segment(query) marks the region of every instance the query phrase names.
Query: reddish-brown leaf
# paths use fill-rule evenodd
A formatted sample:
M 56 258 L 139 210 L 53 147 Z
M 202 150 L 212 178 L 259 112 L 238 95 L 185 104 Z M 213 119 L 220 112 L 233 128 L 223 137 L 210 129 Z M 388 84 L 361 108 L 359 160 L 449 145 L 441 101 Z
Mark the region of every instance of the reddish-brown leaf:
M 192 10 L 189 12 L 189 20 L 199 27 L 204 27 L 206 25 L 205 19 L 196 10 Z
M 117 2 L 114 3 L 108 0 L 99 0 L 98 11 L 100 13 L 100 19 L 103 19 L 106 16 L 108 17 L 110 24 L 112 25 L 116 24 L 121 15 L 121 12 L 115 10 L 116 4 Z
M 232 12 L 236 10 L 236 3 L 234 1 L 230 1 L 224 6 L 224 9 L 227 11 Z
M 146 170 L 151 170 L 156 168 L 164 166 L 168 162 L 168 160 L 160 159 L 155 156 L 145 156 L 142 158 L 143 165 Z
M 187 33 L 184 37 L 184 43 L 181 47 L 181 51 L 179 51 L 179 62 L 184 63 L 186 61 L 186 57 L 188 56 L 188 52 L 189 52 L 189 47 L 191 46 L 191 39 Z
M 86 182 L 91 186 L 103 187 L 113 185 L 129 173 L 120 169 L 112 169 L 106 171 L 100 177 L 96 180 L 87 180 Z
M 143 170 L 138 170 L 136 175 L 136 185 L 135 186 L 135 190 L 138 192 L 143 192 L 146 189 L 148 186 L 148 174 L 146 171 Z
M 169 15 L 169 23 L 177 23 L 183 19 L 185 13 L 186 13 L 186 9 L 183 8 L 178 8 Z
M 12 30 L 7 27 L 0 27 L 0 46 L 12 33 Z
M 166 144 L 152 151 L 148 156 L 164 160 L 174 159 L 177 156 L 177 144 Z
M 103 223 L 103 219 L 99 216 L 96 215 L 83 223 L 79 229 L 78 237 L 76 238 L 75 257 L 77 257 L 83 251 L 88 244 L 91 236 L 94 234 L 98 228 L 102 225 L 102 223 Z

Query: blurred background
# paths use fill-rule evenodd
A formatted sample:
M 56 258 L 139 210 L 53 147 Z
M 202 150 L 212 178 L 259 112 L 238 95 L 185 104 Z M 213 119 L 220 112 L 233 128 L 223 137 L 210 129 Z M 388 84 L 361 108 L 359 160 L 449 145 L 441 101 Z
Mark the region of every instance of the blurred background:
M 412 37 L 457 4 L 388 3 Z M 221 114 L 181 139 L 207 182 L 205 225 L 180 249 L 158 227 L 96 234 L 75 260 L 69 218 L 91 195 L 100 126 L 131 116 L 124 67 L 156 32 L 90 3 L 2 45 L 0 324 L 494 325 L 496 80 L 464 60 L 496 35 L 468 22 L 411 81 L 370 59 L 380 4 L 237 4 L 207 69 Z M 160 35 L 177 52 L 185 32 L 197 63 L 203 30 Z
+++
## Goal
Swap "reddish-brown leaf" for "withered leaf" in everything from the start of the records down to the line containing "M 103 223 L", and give back only those lines with nothing else altered.

## Output of the task
segment(query) marks the region of every instance the query phrase names.
Query: withered leaf
# paths use fill-rule evenodd
A formatted sample:
M 56 258 L 139 210 L 53 147 Z
M 202 150 L 212 178 L 259 112 L 238 95 L 185 104 Z M 213 119 L 220 112 L 233 128 L 223 137 L 210 129 Z M 388 84 L 361 108 L 359 160 L 449 145 L 441 101 Z
Mark the region of every instance of the withered leaf:
M 192 10 L 189 12 L 189 20 L 199 27 L 204 27 L 206 25 L 205 19 L 196 10 Z
M 117 2 L 114 3 L 108 0 L 99 0 L 98 11 L 100 13 L 100 19 L 103 19 L 106 16 L 108 17 L 110 24 L 112 25 L 116 24 L 121 15 L 121 12 L 115 10 L 116 4 Z
M 232 12 L 236 10 L 236 3 L 234 1 L 230 1 L 224 6 L 224 9 L 227 11 Z
M 146 170 L 151 170 L 156 168 L 164 166 L 168 162 L 168 160 L 160 159 L 155 156 L 145 156 L 142 158 L 143 165 Z
M 187 33 L 184 37 L 184 43 L 181 47 L 181 51 L 179 51 L 179 62 L 184 63 L 186 61 L 186 57 L 188 56 L 188 52 L 189 52 L 189 47 L 191 46 L 191 39 Z
M 86 182 L 91 186 L 103 187 L 113 185 L 129 173 L 120 169 L 112 169 L 106 171 L 100 177 L 96 180 L 87 180 Z
M 143 170 L 138 170 L 136 175 L 136 185 L 135 186 L 135 190 L 138 192 L 143 192 L 146 189 L 148 186 L 148 174 L 146 171 Z
M 169 15 L 169 23 L 177 23 L 183 19 L 185 13 L 186 13 L 186 9 L 183 8 L 178 8 Z
M 12 30 L 7 27 L 0 27 L 0 46 L 12 33 Z
M 166 144 L 152 151 L 148 156 L 164 160 L 174 159 L 177 156 L 177 144 Z
M 103 223 L 103 219 L 99 216 L 96 215 L 83 223 L 79 229 L 78 237 L 76 238 L 75 257 L 77 257 L 83 251 L 88 244 L 91 236 L 94 234 L 98 228 L 102 225 L 102 223 Z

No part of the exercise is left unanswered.